┌──

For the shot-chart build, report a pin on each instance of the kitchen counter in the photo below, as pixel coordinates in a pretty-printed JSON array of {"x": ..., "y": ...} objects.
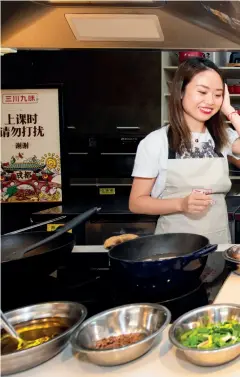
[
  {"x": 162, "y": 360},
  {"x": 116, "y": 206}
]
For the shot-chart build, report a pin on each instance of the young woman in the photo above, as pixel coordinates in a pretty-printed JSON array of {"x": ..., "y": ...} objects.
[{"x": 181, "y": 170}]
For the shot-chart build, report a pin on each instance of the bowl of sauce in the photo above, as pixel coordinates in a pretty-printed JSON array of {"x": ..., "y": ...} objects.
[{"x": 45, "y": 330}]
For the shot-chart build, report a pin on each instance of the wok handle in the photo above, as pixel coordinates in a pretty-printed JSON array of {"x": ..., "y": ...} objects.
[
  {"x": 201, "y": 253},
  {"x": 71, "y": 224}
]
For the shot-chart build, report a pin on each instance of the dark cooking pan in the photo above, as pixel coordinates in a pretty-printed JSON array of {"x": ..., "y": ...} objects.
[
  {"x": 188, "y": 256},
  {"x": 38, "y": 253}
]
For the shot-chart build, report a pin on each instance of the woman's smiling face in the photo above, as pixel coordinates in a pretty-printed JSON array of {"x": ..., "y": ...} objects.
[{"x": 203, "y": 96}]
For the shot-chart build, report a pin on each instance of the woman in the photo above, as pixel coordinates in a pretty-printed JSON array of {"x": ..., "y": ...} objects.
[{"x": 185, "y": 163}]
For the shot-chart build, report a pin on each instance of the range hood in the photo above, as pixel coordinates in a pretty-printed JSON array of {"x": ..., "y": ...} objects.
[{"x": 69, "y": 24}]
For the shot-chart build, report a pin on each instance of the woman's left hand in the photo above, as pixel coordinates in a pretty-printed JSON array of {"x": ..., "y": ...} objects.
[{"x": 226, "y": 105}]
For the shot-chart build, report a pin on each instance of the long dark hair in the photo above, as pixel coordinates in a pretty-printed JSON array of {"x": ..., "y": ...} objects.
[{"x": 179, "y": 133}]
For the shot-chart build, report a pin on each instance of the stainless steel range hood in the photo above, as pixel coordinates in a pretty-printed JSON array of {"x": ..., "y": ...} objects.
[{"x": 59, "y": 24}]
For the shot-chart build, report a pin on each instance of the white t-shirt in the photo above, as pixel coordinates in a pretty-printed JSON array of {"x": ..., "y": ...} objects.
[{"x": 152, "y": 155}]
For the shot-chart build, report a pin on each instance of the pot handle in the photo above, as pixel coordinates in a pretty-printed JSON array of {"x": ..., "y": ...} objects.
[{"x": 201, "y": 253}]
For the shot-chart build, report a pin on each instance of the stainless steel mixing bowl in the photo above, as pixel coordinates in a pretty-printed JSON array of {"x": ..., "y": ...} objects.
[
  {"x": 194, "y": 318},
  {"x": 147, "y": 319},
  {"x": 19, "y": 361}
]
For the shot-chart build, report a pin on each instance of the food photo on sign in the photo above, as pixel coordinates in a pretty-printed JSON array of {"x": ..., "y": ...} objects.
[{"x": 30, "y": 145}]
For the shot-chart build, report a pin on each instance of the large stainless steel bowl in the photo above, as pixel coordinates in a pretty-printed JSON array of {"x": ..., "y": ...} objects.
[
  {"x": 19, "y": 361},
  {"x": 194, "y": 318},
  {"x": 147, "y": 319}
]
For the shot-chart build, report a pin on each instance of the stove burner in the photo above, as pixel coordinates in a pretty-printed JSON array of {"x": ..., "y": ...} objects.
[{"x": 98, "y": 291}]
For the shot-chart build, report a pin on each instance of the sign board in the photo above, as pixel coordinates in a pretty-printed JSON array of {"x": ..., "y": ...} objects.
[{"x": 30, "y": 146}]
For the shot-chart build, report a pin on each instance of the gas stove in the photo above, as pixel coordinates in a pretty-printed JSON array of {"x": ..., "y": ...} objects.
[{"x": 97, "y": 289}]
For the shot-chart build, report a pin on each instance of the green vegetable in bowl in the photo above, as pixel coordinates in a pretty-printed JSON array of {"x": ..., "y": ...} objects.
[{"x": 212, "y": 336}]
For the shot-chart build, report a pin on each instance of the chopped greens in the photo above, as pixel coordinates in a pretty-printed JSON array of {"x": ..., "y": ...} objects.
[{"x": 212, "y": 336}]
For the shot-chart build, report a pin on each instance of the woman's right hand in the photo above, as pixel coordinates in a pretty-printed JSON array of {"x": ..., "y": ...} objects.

└──

EXERCISE INSTRUCTIONS ▸ Write the entries out again exactly as they appear, with the pictures omitted.

EXPECTED OUTPUT ▸
For the shot-chart build, report a pin on each instance of the kitchen counter in the photo below, as pixel coordinates in a pretty-printed JSON array of {"x": ..., "y": ...} objects.
[
  {"x": 162, "y": 360},
  {"x": 116, "y": 206}
]
For the shot-chart build, report a pin on each instance of the young woman in the photo above, as pixel coordinates in a pretty-printed JSON array of {"x": ..., "y": ...} objects.
[{"x": 181, "y": 170}]
For the shot-chart build, report a pin on each instance of the bowl of sauce in the photo above, as pixel coordinates in a pretty-printed JSON array of {"x": ..., "y": ...} objects.
[{"x": 45, "y": 330}]
For the shot-chart build, report a pin on each instance of the wok handle in the photo above, as pixel coordinates in a pretty-printed JSON array of {"x": ..., "y": ...} objects.
[
  {"x": 201, "y": 253},
  {"x": 71, "y": 224}
]
For the shot-chart build, report a pin on each instance of the dark cooking pan in the photo above, as pixel coordinates in a pretty-printed JSON array of {"x": ..., "y": ...} objects.
[
  {"x": 188, "y": 256},
  {"x": 38, "y": 253}
]
For the shot-chart build, report a pin on each instance of the woman's smiling face in the photo above, as pixel coordinates in a pretty-printed JSON array of {"x": ..., "y": ...} objects.
[{"x": 203, "y": 96}]
For the shot-chart build, report a pin on each instance of the woman in the photo above, as pixel coordinates in a pretty-printed JSON array of {"x": ..., "y": ...} objects.
[{"x": 185, "y": 163}]
For the shot-chart build, report a pin on each instance of the range hood in the photo above, as pixel coordinates in a pretty-printed JSON array of {"x": ..., "y": ...} objects.
[{"x": 69, "y": 24}]
For the shot-chart build, report a pin on each instance of the woman's left hand in the photo above, as pixel coordinates in a pretty-printed JSON array of {"x": ..., "y": ...} objects.
[{"x": 226, "y": 105}]
For the shot-chart build, report a pin on each instance of the long dark hair in the photo above, as pixel coordinates in a pretty-printed JSON array of {"x": ..., "y": ...} objects.
[{"x": 179, "y": 133}]
For the shot-chart build, report a pin on each instance of the stainless steel range hood in the photo above, as pixel coordinates in a pretty-printed JSON array of {"x": ..., "y": ...} objects.
[{"x": 59, "y": 24}]
For the shot-chart build, report a pin on each instance of the white t-shirt in the photo above, as pixel coordinates in a pretty-printed JSON array of {"x": ..., "y": ...} objects.
[{"x": 152, "y": 155}]
For the shot-chart build, report a pin on each instance of the pot handle in the photo above, as pixel coordinates in a pretty-printed JSON array of {"x": ..., "y": ...} objects.
[{"x": 201, "y": 253}]
For the shot-chart build, report a pin on each instance of the stainless steel mixing bowl in the photo above, as pixel coordinates in a pretty-printed JSON array of {"x": ..., "y": ...} objects.
[
  {"x": 194, "y": 318},
  {"x": 147, "y": 319},
  {"x": 19, "y": 361}
]
For the shot-chart build, report a pin on each instance of the food photo on sign in the photo above, as pixel coordinates in a pretty-printed JSON array of {"x": ..., "y": ...} objects.
[{"x": 30, "y": 145}]
For the shot-chart build, report a pin on each instance of the large stainless steel bowl in the photo above, as pixel coordinates in a pretty-printed JSON array of {"x": ..., "y": ...} objects.
[
  {"x": 19, "y": 361},
  {"x": 194, "y": 318},
  {"x": 147, "y": 319}
]
For the shot-chart build, report a pin on each instance of the stove burner in the photo above, as pixel coordinates in a pretty-printed JSON array of {"x": ..., "y": ...} objects.
[{"x": 98, "y": 291}]
For the shot-chart build, report a pin on each instance of the sign board in the photo above, as pixel coordinates in a pretty-printed JSON array of {"x": ..., "y": ...} objects.
[{"x": 30, "y": 146}]
For the shot-chart build, report a pin on each instance of the gas stove in the photo above, as pixel coordinates in a pretty-printed JSON array of {"x": ..., "y": ...} objects.
[{"x": 97, "y": 289}]
For the shot-chart build, report a pin on each instance of the green vegetable in bowl in the photo above, as pixel coordinates in a pretty-printed JSON array of {"x": ..., "y": ...} objects.
[{"x": 212, "y": 336}]
For the shot-chart build, report a pin on each instance of the chopped greens in the photo above, as pixel coordinates in a pretty-printed JSON array of {"x": ..., "y": ...} objects.
[{"x": 212, "y": 336}]
For the shot-chart build, report a pin on each instance of the woman's right hand in the photo above, as pixel coordinates in a pretty-printed JSON array of {"x": ..., "y": ...} objects.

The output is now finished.